EXERCISE BRIEF
State how many lines in the rows below contain the string "small". Give only the number.

Rows of the dataset:
┌──
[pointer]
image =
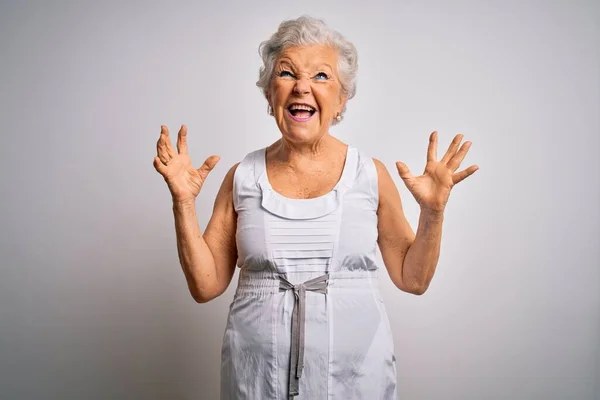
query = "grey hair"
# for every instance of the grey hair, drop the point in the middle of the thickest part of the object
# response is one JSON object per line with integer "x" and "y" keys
{"x": 305, "y": 31}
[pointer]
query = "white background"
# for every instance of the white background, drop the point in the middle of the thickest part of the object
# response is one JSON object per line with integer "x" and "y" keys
{"x": 93, "y": 303}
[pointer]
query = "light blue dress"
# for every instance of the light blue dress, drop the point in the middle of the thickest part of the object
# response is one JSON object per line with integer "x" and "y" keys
{"x": 307, "y": 320}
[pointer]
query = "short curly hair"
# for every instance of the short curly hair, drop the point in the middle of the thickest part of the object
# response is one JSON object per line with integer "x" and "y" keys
{"x": 306, "y": 31}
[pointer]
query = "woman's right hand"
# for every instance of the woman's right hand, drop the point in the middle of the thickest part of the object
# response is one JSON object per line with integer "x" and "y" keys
{"x": 183, "y": 179}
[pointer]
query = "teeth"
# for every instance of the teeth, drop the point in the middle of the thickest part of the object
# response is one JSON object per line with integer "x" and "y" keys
{"x": 301, "y": 107}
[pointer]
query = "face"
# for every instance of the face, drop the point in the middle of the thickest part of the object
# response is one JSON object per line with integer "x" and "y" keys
{"x": 305, "y": 92}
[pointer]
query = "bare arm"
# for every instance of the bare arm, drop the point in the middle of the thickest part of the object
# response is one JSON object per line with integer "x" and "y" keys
{"x": 395, "y": 234}
{"x": 208, "y": 261}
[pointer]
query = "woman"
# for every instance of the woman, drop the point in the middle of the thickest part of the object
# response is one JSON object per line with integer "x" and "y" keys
{"x": 302, "y": 218}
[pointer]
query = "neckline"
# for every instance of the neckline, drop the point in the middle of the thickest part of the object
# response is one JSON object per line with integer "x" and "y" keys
{"x": 266, "y": 185}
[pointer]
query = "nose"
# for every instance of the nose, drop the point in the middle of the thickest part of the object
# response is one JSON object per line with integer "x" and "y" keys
{"x": 302, "y": 86}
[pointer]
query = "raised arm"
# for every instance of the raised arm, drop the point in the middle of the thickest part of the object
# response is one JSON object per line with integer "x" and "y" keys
{"x": 208, "y": 261}
{"x": 412, "y": 259}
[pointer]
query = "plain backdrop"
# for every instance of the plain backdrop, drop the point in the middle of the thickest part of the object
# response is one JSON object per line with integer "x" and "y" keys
{"x": 93, "y": 303}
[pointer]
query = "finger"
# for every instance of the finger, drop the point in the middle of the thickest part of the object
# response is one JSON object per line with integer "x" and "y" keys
{"x": 403, "y": 170}
{"x": 161, "y": 148}
{"x": 208, "y": 166}
{"x": 160, "y": 167}
{"x": 182, "y": 140}
{"x": 432, "y": 149}
{"x": 455, "y": 161}
{"x": 459, "y": 176}
{"x": 452, "y": 148}
{"x": 168, "y": 147}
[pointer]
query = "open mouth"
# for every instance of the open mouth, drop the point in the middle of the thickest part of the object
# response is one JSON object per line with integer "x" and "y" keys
{"x": 301, "y": 112}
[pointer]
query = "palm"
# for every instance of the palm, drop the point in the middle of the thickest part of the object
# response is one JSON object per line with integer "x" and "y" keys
{"x": 184, "y": 181}
{"x": 432, "y": 189}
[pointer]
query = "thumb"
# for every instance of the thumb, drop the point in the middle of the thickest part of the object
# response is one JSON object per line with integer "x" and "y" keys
{"x": 208, "y": 166}
{"x": 403, "y": 170}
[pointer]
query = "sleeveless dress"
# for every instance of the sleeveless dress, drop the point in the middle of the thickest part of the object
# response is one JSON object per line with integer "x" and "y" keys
{"x": 307, "y": 320}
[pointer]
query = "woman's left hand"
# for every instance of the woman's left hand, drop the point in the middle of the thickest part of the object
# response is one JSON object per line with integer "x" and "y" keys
{"x": 432, "y": 189}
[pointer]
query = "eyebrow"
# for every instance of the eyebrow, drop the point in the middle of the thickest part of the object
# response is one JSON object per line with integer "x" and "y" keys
{"x": 289, "y": 63}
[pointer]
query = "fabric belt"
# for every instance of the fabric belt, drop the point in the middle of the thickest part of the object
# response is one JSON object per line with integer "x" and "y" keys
{"x": 317, "y": 285}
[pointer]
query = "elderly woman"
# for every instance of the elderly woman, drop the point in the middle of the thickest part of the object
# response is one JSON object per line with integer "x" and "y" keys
{"x": 302, "y": 218}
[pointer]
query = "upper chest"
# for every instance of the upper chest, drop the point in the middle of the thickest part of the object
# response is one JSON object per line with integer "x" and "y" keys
{"x": 312, "y": 182}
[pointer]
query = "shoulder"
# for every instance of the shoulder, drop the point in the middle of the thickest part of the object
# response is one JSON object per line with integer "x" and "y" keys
{"x": 388, "y": 192}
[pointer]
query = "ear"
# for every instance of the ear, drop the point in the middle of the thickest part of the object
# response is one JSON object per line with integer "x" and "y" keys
{"x": 343, "y": 99}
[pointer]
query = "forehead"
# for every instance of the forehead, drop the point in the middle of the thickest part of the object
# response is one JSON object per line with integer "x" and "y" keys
{"x": 309, "y": 56}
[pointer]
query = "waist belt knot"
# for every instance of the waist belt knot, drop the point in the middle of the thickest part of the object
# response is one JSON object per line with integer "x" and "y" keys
{"x": 318, "y": 285}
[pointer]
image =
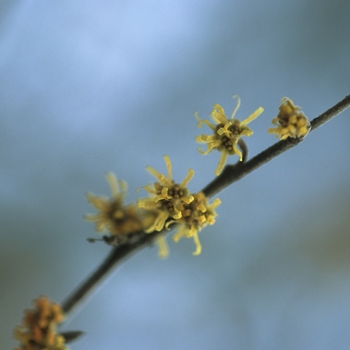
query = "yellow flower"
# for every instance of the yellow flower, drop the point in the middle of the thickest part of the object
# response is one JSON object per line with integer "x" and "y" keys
{"x": 195, "y": 216}
{"x": 113, "y": 216}
{"x": 166, "y": 196}
{"x": 38, "y": 331}
{"x": 226, "y": 132}
{"x": 290, "y": 121}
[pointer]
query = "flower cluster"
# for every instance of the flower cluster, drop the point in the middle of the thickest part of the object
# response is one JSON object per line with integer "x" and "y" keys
{"x": 290, "y": 121}
{"x": 38, "y": 331}
{"x": 166, "y": 196}
{"x": 195, "y": 216}
{"x": 175, "y": 204}
{"x": 226, "y": 133}
{"x": 113, "y": 215}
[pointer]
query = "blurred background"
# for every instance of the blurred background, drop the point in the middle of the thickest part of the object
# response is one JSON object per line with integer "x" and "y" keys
{"x": 93, "y": 86}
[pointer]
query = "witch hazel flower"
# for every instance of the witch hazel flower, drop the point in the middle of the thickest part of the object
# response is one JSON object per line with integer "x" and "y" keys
{"x": 290, "y": 121}
{"x": 225, "y": 133}
{"x": 113, "y": 216}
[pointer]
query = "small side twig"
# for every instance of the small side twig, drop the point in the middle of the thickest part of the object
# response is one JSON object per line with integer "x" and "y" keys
{"x": 230, "y": 174}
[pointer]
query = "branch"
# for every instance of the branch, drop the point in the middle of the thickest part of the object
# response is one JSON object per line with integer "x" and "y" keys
{"x": 230, "y": 174}
{"x": 233, "y": 173}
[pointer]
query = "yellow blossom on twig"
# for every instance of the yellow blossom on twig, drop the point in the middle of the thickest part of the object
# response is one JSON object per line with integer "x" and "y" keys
{"x": 38, "y": 330}
{"x": 290, "y": 121}
{"x": 166, "y": 196}
{"x": 226, "y": 132}
{"x": 195, "y": 216}
{"x": 166, "y": 200}
{"x": 113, "y": 215}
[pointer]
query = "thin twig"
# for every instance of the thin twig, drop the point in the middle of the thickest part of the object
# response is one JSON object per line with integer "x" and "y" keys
{"x": 230, "y": 174}
{"x": 233, "y": 173}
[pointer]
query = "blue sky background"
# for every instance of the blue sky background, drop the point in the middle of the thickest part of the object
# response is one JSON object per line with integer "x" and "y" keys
{"x": 88, "y": 87}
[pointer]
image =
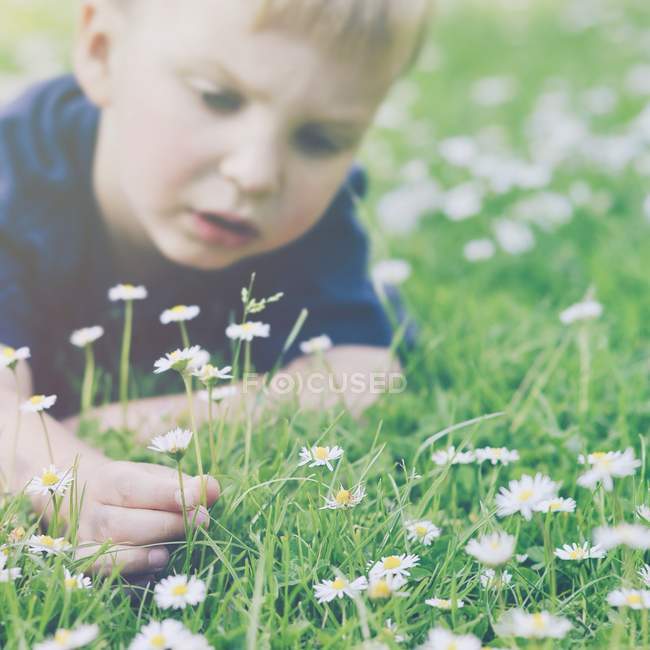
└──
CORRECT RESPONSE
2